GIVEN REQUEST: Please reproduce, word for word, the stretch of records from the line containing "Can you see the man?" through the end of the records, omitting the pictures.

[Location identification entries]
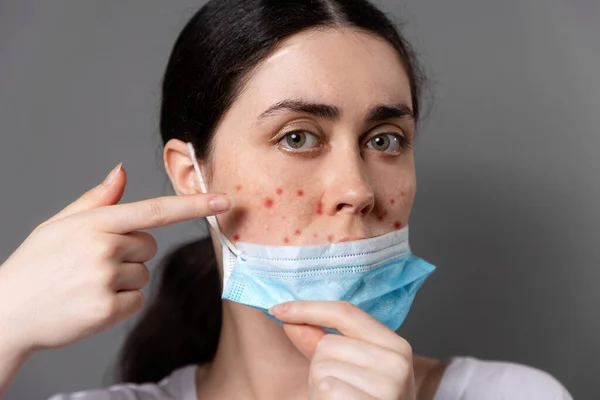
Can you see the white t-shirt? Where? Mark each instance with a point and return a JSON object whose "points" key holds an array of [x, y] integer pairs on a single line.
{"points": [[465, 378]]}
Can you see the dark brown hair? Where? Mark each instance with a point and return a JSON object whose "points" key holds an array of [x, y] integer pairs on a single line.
{"points": [[213, 54]]}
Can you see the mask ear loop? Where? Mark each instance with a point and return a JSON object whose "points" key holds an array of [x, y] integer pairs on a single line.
{"points": [[212, 220]]}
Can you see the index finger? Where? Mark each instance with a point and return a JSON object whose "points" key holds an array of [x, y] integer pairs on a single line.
{"points": [[160, 211], [343, 316]]}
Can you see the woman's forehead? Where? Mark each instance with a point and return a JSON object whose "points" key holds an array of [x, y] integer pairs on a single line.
{"points": [[343, 67]]}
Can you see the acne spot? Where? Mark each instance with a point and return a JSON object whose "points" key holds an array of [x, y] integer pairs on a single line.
{"points": [[382, 216]]}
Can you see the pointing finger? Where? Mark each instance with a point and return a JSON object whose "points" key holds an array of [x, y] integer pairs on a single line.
{"points": [[157, 212]]}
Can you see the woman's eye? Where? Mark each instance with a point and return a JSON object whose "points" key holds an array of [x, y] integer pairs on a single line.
{"points": [[298, 140], [388, 142]]}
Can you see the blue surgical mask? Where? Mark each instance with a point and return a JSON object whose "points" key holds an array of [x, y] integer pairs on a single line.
{"points": [[379, 275]]}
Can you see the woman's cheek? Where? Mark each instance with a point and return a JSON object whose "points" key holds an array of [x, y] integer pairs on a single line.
{"points": [[268, 217]]}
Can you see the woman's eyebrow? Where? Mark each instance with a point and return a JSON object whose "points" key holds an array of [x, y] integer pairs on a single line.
{"points": [[380, 112], [302, 106]]}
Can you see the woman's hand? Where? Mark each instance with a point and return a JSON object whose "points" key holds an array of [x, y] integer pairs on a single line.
{"points": [[81, 272], [368, 362]]}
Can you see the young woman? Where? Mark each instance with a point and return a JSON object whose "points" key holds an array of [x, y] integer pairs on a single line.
{"points": [[303, 113]]}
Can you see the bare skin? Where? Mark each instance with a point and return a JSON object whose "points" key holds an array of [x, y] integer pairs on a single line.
{"points": [[92, 251], [302, 177]]}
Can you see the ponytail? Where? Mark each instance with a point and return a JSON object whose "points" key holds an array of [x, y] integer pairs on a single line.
{"points": [[182, 322]]}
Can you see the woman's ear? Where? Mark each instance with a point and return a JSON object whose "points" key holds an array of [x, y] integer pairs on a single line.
{"points": [[180, 168]]}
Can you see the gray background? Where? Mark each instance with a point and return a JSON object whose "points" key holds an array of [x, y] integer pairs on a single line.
{"points": [[507, 165]]}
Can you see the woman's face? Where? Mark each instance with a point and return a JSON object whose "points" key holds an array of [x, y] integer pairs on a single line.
{"points": [[315, 147]]}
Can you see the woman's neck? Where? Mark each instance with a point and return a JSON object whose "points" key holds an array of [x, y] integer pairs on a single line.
{"points": [[256, 360]]}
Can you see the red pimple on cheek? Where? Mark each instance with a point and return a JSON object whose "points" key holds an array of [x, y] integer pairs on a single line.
{"points": [[382, 216]]}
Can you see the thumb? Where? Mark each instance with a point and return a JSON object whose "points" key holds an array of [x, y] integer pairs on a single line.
{"points": [[304, 337], [107, 193]]}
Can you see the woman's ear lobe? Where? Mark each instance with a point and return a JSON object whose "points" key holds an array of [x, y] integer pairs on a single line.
{"points": [[180, 168]]}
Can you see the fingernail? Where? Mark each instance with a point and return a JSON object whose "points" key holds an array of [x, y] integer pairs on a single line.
{"points": [[278, 309], [113, 174], [220, 203]]}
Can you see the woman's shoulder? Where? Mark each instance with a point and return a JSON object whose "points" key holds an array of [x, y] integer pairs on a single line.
{"points": [[469, 378], [179, 385]]}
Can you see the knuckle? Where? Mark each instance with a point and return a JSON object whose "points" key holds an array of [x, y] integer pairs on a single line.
{"points": [[325, 342], [107, 309], [155, 212], [137, 301], [346, 308], [104, 249], [152, 245], [145, 275], [108, 277], [327, 388], [404, 347], [319, 370], [400, 364]]}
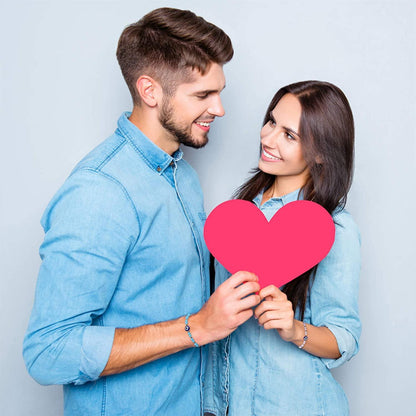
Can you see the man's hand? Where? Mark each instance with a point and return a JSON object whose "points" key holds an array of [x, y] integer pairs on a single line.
{"points": [[227, 308], [276, 312]]}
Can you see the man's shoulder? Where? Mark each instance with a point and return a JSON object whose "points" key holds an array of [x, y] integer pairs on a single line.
{"points": [[102, 154]]}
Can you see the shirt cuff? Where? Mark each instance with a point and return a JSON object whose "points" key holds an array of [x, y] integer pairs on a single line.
{"points": [[97, 342], [346, 345]]}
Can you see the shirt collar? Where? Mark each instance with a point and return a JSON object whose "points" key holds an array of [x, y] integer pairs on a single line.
{"points": [[155, 157], [285, 199]]}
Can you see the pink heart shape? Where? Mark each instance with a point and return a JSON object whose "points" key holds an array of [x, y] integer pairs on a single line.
{"points": [[297, 238]]}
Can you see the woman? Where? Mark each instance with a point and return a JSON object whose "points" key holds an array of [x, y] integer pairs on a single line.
{"points": [[278, 362]]}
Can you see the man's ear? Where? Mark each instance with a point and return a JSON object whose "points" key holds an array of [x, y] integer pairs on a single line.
{"points": [[148, 90]]}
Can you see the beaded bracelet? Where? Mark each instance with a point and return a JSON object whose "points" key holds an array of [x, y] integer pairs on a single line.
{"points": [[188, 330], [305, 338]]}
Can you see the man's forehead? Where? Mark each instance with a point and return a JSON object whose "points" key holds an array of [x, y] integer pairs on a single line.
{"points": [[212, 80]]}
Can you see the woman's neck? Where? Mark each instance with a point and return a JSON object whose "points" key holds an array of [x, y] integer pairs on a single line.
{"points": [[281, 187]]}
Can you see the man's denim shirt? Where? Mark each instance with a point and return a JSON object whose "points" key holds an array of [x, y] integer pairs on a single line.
{"points": [[123, 248], [255, 372]]}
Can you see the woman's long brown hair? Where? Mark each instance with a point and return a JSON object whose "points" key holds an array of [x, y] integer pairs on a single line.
{"points": [[327, 138]]}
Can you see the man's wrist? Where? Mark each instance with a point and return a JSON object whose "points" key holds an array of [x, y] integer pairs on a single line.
{"points": [[199, 334]]}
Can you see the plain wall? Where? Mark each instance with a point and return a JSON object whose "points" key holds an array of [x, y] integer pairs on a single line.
{"points": [[62, 92]]}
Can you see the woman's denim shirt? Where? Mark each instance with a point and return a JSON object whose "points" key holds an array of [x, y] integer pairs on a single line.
{"points": [[123, 248], [255, 372]]}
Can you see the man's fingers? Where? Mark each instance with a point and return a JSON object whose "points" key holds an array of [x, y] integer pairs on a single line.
{"points": [[239, 278], [246, 289], [266, 306], [248, 302], [273, 291]]}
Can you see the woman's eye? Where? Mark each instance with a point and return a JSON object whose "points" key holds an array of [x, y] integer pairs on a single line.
{"points": [[289, 136]]}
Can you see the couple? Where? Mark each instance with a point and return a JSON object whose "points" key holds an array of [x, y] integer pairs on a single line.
{"points": [[123, 317]]}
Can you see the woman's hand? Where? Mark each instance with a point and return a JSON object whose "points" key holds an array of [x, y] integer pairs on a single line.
{"points": [[276, 312]]}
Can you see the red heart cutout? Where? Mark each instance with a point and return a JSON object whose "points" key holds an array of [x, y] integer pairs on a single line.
{"points": [[297, 238]]}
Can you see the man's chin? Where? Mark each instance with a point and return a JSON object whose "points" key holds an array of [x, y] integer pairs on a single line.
{"points": [[195, 144]]}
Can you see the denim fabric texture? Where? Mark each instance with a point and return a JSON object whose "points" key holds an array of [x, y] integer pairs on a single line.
{"points": [[123, 247], [255, 372]]}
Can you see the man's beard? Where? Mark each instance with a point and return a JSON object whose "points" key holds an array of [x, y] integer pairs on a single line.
{"points": [[179, 132]]}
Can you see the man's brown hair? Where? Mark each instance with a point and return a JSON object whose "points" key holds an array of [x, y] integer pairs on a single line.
{"points": [[167, 44]]}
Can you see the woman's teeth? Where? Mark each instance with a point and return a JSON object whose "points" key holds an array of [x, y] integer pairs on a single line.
{"points": [[269, 156]]}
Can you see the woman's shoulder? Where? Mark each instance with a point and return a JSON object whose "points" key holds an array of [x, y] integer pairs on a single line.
{"points": [[346, 229]]}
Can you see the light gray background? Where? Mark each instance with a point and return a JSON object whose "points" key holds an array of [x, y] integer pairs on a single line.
{"points": [[62, 92]]}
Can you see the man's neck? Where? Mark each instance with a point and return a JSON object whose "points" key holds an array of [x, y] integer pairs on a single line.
{"points": [[148, 123]]}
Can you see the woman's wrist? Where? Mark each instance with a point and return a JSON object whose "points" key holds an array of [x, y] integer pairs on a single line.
{"points": [[299, 333]]}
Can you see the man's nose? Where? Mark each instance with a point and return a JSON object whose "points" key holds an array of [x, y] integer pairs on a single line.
{"points": [[216, 108]]}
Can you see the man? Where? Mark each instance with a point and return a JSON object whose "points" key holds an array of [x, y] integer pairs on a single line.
{"points": [[120, 310]]}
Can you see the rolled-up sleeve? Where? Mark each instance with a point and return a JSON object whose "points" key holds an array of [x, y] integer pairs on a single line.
{"points": [[334, 292], [90, 227]]}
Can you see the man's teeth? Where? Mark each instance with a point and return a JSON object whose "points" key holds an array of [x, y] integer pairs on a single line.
{"points": [[269, 156]]}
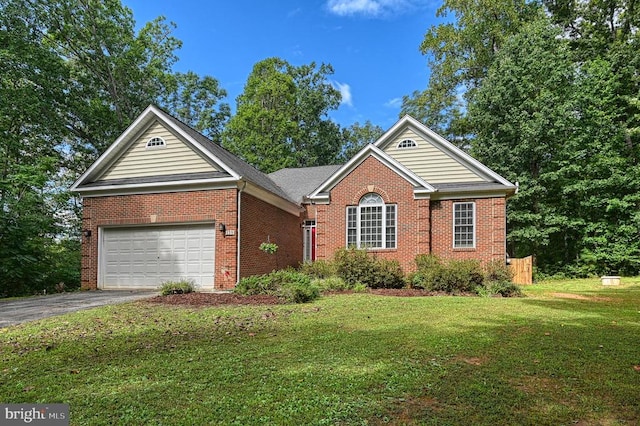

THE OUTPUT:
Can you see the man? Where? Mark each instance with a point and return a JSON object whose "points" key holds an array of [x, y] integer pairs on a single line.
{"points": [[120, 310]]}
Can you see the rolled-up sleeve? Where? Mark each instance with a point and return a JSON object whose "points" key holds an array of [x, y] integer pairs on a single line.
{"points": [[334, 292], [90, 227]]}
Can you see the man's teeth? Where? Mark each instance with a point and return a JSON object whose "points" key holds an array of [x, y] integer pairs on a single line.
{"points": [[269, 156]]}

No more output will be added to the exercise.